▸ **Source**:
........
An Agent Company is only useful if it improves outcomes in practice.
The right eval loop tests both company structure and actual task execution.

## What to evaluate

A good evaluation set covers more than final prose output.
Depending on the company, test:

* import preview quality
* company graph resolution
* skill attachment behavior
* task execution quality
* output artifacts
* token and time cost

## Start with realistic test cases

Each eval case should include:

* a realistic user or operator prompt
* the company or repo path being evaluated
* expected outputs or behaviors
* optional input files

Examples:

* import an Agent Company into a new environment and inspect the preview tree
* attach engineering skills to an agent and compare desired vs actual state
* execute a recurring planning task with and without the company

## Compare against a baseline

Run each case at least two ways:

* with the current company
* without the company or with the previous version

This tells you whether the company is adding value rather than just consuming more context.

## Write objective assertions first

Prefer checks like:

* expected manifests were discovered
* skill shortnames resolved correctly
* import preview shows the intended create or update actions
* a report file or artifact exists
* the output includes required sections

Add human review after that for broader questions like usefulness, clarity, or whether the output reflects the intended company behavior.
........
▸ **Set of tasks**:
[1] In the guide on evaluating an Agent Company, what is the least number of ways each case should be run?
[2] Rewrite the part of the guide on evaluating an Agent Company that opens with the words containing "## Compare against" and closes with "consuming more context.", changing "previous version" to "prior release".
[3] Carry the guide on evaluating an Agent Company forward from its last sentence.

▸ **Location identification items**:
........
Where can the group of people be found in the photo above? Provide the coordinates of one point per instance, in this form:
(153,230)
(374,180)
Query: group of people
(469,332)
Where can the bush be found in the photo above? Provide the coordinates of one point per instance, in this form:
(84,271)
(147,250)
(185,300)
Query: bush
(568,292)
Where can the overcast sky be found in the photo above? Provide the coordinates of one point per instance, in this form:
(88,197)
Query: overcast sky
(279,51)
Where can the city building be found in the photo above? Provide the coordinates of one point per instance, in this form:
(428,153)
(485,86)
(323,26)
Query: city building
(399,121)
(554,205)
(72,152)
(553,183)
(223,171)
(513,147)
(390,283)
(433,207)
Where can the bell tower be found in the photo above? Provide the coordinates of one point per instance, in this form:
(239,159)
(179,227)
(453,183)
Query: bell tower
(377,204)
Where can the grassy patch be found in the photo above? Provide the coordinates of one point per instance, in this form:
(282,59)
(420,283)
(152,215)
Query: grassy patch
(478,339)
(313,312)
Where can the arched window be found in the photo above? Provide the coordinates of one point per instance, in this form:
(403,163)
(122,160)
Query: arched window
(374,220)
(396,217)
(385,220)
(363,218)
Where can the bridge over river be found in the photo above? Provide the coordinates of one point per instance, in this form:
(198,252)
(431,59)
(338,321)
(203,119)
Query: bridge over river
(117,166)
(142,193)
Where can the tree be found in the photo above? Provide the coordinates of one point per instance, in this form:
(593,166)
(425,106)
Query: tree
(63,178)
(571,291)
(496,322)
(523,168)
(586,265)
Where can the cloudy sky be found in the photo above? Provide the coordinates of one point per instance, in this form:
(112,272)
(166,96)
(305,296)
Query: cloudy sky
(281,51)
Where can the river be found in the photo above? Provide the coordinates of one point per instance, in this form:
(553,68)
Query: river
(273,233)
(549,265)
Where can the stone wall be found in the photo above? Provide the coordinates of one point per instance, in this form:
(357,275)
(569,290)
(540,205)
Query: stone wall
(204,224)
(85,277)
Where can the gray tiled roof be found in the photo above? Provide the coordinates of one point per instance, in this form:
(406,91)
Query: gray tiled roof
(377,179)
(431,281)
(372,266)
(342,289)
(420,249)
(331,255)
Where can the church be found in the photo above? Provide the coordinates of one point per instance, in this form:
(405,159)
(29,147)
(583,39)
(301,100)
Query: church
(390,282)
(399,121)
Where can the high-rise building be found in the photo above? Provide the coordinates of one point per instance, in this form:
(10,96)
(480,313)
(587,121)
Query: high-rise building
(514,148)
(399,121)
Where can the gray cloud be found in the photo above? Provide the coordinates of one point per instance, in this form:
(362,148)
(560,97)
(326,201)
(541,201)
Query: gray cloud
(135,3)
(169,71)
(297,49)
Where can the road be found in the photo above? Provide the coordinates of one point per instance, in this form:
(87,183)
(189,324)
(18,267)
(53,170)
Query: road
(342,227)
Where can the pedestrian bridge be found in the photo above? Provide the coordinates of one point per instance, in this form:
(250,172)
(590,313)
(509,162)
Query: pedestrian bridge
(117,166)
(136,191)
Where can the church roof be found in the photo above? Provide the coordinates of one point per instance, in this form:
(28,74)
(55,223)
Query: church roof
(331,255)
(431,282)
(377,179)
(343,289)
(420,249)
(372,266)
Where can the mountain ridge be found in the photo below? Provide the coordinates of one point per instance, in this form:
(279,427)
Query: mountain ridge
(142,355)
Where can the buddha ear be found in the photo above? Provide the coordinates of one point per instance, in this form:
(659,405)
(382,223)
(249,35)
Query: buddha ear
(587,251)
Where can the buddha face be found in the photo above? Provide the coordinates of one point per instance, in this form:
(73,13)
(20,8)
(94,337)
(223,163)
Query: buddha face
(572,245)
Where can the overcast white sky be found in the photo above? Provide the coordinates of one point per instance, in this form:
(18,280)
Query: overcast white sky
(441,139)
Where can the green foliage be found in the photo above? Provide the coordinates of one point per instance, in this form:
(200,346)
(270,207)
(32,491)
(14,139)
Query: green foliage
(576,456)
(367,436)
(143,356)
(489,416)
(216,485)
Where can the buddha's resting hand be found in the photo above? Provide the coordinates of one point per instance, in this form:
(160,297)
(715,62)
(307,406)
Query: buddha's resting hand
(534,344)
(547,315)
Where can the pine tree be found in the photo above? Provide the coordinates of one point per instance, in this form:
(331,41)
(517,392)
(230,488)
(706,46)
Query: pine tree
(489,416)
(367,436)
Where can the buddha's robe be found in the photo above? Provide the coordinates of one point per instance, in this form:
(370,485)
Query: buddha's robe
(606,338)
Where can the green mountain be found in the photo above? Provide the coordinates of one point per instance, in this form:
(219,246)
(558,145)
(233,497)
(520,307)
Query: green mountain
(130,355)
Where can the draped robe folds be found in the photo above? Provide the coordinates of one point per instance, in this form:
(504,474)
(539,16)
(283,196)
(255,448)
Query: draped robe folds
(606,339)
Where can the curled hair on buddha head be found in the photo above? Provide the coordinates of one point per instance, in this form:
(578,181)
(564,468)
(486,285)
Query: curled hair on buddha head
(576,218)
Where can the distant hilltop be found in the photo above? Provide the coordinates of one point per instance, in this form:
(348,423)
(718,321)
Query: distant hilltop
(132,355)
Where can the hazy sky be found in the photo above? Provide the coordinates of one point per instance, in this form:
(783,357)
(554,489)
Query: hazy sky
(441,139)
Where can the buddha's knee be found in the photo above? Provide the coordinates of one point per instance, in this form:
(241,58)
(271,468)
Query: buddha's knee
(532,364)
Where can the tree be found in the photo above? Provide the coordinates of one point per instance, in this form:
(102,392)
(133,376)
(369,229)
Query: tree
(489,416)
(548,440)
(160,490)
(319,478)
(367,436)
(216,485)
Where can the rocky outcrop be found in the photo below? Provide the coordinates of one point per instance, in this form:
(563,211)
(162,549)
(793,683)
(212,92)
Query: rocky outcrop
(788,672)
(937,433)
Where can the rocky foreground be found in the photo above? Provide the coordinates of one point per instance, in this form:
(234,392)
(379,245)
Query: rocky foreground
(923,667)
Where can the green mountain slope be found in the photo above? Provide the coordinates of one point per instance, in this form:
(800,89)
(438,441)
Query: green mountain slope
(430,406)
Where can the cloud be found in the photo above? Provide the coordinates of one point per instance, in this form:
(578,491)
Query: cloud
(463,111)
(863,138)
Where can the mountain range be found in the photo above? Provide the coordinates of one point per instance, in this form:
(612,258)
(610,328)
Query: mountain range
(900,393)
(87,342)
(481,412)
........
▸ **Expected answers**:
[1] At least two ways.

[2]
## Compare against a baseline

Run each case at least two ways:

* with the current company
* without the company or with the prior release

This tells you whether the company is adding value rather than just consuming more context.

[3]
## Track cost and drift

Collect per-run data such as:

* pass rate
* failure category
* duration
* total tokens
* whether the adapter or runtime state matched the company intent

That last point matters because desired state in the manifests may diverge from actual runtime state.

## Use failures to refine the company

Read failures at three levels:

* company design: wrong boundary between company, team, agent, and skill
* instructions: unclear role behavior or missing defaults
* tooling: weak import preview, weak pinning, weak sync visibility

If the same logic is being reinvented in every run, that is usually a sign to improve the company structure, instructions, or bundled references.

## The loop

1. run the eval set with and without the company
2. grade objective assertions
3. review outputs and execution traces
4. tighten manifests, descriptions, or bundled resources
5. rerun and compare the delta

Stop when the Agent Company improves outcomes consistently and the extra context cost is justified.